Can you write out again the stretch of lines from the one containing "white background and report the pixel coordinates." through the last line below, both included and nothing else, keeping the requests but multiplying every coordinate in the answers by 1.1 and rounding each to a whole number, with halves rounded up?

· · · · ·

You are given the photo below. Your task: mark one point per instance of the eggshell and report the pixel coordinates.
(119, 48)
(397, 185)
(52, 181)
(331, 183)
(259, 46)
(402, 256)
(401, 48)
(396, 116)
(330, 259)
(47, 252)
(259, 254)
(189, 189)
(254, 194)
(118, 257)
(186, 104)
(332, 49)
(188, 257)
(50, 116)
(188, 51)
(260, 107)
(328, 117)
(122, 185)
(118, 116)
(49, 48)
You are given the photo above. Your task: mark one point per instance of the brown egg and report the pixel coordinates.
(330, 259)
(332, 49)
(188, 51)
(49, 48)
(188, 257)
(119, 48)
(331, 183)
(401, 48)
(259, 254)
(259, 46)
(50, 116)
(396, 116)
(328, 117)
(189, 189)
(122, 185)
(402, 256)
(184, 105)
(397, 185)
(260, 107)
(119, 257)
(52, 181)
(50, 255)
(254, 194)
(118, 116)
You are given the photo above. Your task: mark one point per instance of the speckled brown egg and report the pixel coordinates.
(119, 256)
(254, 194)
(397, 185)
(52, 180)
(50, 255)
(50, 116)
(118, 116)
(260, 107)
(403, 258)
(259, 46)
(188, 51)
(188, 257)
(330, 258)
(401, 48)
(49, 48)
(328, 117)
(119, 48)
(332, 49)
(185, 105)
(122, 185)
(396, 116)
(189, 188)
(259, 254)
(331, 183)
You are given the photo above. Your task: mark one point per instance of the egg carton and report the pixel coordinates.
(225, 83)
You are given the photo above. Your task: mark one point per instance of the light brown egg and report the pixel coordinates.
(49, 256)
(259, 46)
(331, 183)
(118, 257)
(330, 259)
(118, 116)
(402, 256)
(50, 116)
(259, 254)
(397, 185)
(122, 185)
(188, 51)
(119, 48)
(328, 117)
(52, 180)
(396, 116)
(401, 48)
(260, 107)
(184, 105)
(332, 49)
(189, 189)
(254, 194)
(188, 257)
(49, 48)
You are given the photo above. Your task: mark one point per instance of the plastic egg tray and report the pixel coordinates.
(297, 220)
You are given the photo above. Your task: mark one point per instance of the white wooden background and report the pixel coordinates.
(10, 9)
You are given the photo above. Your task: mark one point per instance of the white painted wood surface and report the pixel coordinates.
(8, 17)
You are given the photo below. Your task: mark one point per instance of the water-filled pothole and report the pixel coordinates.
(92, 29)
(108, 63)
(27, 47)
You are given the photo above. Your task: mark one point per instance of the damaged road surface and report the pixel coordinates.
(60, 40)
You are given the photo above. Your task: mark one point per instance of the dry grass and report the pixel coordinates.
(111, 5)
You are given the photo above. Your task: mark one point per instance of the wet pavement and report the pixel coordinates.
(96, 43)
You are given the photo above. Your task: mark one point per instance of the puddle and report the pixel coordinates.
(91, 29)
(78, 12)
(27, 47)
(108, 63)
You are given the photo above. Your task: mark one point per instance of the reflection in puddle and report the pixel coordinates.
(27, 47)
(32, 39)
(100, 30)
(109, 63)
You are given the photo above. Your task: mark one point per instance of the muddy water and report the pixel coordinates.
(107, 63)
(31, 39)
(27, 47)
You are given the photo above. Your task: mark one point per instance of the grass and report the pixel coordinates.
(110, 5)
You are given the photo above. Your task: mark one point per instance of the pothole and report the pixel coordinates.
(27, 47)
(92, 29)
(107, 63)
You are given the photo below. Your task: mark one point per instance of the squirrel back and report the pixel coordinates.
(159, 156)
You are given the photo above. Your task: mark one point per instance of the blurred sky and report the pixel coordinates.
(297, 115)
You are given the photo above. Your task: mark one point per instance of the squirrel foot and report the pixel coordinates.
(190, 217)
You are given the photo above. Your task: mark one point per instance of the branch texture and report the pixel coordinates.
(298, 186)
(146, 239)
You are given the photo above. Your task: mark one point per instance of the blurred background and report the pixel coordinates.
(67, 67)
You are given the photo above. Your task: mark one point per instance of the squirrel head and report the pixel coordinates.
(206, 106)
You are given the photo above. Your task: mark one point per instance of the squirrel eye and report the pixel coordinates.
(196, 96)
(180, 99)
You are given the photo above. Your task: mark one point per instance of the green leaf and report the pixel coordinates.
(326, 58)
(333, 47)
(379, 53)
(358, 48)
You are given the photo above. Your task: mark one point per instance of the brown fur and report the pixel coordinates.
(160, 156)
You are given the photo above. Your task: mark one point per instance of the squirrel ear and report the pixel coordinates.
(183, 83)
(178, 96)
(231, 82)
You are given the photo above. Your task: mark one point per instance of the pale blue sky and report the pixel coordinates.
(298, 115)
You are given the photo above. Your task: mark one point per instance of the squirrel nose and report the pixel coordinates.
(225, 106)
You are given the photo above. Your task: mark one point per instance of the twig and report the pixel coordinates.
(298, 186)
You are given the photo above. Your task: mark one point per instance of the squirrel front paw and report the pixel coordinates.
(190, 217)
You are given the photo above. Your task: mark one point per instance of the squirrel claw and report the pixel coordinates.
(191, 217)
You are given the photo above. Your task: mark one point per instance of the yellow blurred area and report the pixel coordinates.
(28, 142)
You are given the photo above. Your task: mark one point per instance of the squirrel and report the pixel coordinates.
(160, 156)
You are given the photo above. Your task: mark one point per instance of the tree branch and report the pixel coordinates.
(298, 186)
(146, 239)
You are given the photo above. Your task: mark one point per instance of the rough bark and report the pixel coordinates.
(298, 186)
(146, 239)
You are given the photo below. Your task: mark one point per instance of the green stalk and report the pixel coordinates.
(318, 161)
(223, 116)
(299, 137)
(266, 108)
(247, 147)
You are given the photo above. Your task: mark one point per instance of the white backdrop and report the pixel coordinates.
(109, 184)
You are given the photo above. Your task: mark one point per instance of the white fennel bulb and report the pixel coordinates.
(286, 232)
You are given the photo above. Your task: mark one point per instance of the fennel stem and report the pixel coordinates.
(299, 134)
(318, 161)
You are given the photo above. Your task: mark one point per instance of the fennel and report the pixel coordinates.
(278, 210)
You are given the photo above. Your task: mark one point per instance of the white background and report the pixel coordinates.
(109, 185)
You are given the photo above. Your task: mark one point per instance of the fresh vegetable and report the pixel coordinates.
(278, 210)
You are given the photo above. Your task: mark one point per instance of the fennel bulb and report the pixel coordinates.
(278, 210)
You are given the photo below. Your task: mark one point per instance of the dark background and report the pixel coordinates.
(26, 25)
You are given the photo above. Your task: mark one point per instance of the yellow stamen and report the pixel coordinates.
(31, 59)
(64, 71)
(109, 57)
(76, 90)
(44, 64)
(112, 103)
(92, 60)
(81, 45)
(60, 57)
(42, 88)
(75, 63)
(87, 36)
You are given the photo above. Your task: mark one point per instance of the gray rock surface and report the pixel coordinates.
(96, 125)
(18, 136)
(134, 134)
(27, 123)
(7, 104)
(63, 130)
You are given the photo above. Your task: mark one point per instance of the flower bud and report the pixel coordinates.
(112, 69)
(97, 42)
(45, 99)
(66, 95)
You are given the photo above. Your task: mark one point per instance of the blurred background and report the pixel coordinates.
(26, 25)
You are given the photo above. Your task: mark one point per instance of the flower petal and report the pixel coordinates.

· · · · ·

# COMPLETE RESPONSE
You are given the photo above. Your task: mark one point per instance of the white background and report the pixel coordinates.
(120, 204)
You are given the photo above. Your task: mark one point per instance of the fresh vegetable and report the pixel coordinates.
(306, 231)
You are given the photo above. Your task: mark one point per instance of the fennel bulb and report the pixel coordinates.
(306, 231)
You are given the photo below. Your task: mark one point per instance of the dark background and report the pixel coordinates.
(29, 28)
You are given the photo above. Your task: mark one point per instance of the yellow stamen and report the pixel coordinates.
(34, 65)
(70, 78)
(120, 63)
(84, 99)
(48, 70)
(123, 113)
(101, 66)
(89, 50)
(66, 63)
(46, 97)
(83, 69)
(96, 40)
You are given the photo above. Your task: mark one point per instance of the gray rock surface and report the pixel coordinates.
(106, 138)
(20, 150)
(147, 147)
(30, 135)
(8, 114)
(69, 143)
You are given the photo above. Your task: mark one point per instance of the flower bud and report the pixel coordinates.
(123, 76)
(107, 46)
(50, 109)
(73, 105)
You are given the photo above. Your task: mark one point per instance of the blurred background and report the pixel coordinates.
(29, 28)
You are given the photo above. Your task: mark one point per instance of the flower petal and report the pixel coordinates.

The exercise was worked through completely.